READING TEXT.
Roughly speaking, in the optimization problem (5), the first term of the objective function measures the weighted average loss between the predicted label \(\mathbf{f}(\mathbf{x}_i)\) and the ground truth label or the pseudo-label \(\mathbf{z}_i\); the second term of the objective function is the complexity regularization term that controls the complexity of the classifier in the ambient space; the third term of the objective function is the smoothness regularization term that controls the smoothness of the classifier with respect to the data manifold structure; the last term of the objective function is the self-paced regularizer that controls the self-paced learning scheme of the classifier; the optimization constraint imposes a prior knowledge about the sample importance for the self-paced learning scheme.

For the first term of the objective function of problem (5), we simply define the fitting loss function as:

$$\begin{aligned} L(\mathbf{z}_i,\mathbf{f}(\mathbf{x}_i))=\Vert \mathbf{z}_i-\mathbf{f}(\mathbf{x}_i)\Vert _2^2, \end{aligned}$$
(6)

where \(\Vert \cdot \Vert _2\) is the 2-norm of vector.

PROBLEMS.
1 > In the optimization passage, duplicate the part that opens with the words containing "For the first" and closes with "2-norm of vector.".
2 > Name every regularization term or regularizer that the optimization passage attributes to the objective function.
3 > According to the optimization passage, what does the optimization constraint impose?

DATA EXCERPTS.
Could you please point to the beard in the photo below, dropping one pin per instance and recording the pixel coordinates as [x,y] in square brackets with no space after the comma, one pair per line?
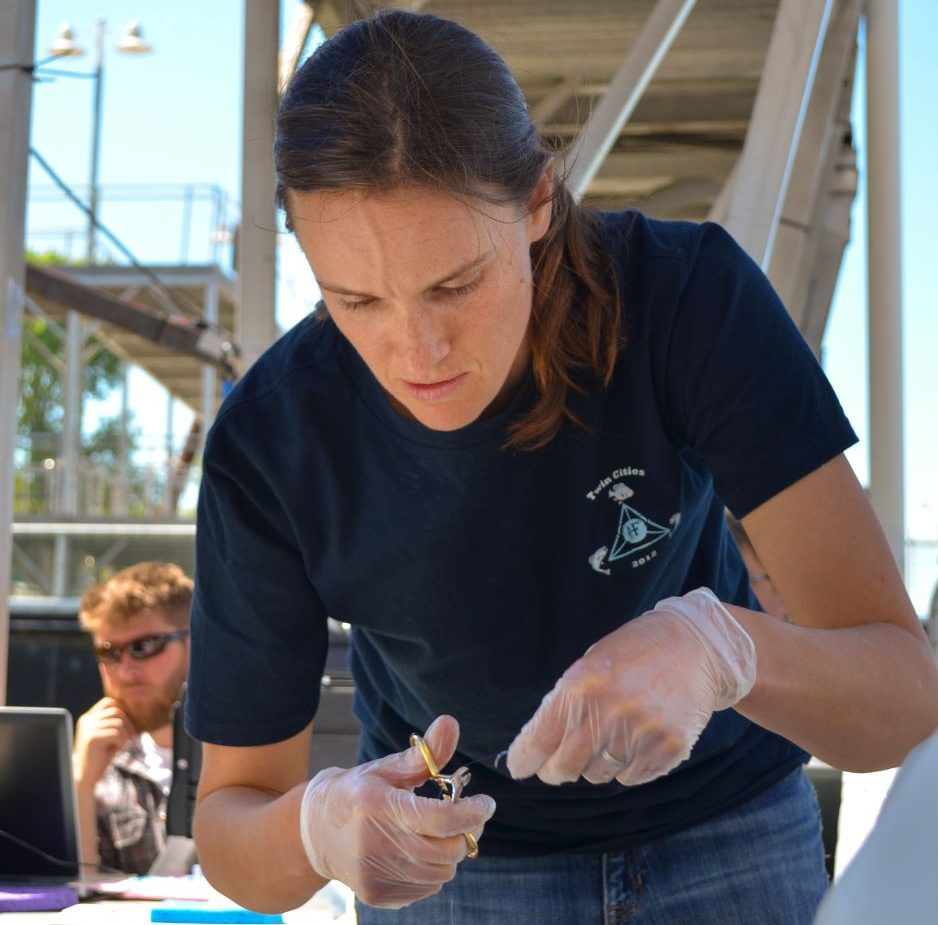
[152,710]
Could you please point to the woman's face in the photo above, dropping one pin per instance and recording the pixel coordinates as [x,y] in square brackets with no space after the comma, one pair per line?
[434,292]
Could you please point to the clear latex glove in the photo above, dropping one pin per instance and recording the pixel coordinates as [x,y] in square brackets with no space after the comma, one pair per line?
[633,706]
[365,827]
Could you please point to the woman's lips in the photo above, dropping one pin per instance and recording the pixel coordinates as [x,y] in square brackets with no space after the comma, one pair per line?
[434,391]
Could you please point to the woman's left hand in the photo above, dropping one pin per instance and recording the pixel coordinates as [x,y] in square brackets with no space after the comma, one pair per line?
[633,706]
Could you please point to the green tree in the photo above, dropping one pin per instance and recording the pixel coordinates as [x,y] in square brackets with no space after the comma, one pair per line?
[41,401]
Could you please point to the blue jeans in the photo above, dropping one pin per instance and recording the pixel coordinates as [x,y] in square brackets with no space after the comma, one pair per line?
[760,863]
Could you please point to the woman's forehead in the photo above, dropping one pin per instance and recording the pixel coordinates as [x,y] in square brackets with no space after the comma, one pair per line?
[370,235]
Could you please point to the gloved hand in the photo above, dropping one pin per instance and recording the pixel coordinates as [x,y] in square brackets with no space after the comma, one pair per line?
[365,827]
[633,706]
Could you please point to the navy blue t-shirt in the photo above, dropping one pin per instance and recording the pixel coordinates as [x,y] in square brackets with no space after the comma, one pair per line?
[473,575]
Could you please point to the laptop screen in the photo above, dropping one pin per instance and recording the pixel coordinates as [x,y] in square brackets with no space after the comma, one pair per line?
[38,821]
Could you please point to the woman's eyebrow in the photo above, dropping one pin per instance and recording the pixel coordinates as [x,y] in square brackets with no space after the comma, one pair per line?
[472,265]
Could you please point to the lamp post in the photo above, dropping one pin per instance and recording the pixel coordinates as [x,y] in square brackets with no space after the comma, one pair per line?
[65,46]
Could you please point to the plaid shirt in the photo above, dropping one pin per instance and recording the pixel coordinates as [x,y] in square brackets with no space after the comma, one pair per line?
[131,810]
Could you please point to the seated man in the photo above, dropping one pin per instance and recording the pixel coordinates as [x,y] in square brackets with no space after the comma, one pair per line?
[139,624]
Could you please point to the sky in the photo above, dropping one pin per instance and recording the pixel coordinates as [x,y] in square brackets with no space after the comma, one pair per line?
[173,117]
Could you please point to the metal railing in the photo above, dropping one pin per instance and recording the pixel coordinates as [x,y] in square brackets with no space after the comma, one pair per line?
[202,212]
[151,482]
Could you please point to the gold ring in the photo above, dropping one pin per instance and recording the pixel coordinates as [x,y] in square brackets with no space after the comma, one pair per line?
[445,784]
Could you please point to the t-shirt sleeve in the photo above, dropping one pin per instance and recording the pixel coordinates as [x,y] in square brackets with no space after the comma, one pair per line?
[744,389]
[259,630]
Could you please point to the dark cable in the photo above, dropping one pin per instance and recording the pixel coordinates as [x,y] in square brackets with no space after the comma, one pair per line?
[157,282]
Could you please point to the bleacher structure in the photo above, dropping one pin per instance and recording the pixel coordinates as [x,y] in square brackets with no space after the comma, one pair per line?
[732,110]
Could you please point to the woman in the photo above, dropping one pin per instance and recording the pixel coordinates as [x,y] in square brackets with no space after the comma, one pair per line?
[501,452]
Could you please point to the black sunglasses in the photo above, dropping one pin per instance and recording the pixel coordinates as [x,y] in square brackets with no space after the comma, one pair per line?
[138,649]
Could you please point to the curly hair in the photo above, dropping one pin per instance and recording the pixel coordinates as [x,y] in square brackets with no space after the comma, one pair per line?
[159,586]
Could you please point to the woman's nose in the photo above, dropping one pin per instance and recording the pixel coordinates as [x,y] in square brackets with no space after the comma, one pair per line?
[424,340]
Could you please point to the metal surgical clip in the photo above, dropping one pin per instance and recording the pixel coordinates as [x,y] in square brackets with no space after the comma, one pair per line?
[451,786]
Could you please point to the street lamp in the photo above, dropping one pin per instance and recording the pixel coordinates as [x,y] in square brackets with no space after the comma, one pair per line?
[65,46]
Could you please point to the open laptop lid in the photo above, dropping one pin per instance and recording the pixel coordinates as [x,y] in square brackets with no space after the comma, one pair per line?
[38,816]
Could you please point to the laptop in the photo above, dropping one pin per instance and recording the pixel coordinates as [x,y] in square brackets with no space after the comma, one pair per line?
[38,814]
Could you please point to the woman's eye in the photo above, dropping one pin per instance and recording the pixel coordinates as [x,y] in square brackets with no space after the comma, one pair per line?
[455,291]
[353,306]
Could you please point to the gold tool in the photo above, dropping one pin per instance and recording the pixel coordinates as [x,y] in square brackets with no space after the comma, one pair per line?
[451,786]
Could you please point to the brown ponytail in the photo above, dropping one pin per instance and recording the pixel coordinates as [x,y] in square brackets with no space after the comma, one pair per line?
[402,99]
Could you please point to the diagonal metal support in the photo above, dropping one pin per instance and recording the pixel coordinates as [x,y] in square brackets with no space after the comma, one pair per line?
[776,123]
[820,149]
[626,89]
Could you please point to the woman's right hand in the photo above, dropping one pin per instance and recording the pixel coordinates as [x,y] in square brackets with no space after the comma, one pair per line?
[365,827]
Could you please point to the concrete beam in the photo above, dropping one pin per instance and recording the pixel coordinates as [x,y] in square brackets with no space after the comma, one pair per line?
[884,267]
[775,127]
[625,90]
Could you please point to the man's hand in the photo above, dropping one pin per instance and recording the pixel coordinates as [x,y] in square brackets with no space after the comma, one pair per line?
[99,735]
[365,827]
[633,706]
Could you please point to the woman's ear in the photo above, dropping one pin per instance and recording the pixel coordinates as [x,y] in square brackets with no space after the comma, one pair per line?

RESPONSES PER TASK.
1 >
For the first term of the objective function of problem (5), we simply define the fitting loss function as:

$$\begin{aligned} L(\mathbf{z}_i,\mathbf{f}(\mathbf{x}_i))=\Vert \mathbf{z}_i-\mathbf{f}(\mathbf{x}_i)\Vert _2^2, \end{aligned}$$
(6)

where \(\Vert \cdot \Vert _2\) is the 2-norm of vector.

2 >
the complexity regularization term
the smoothness regularization term
the self-paced regularizer

3 > It imposes a prior knowledge about the sample importance for the self-paced learning scheme.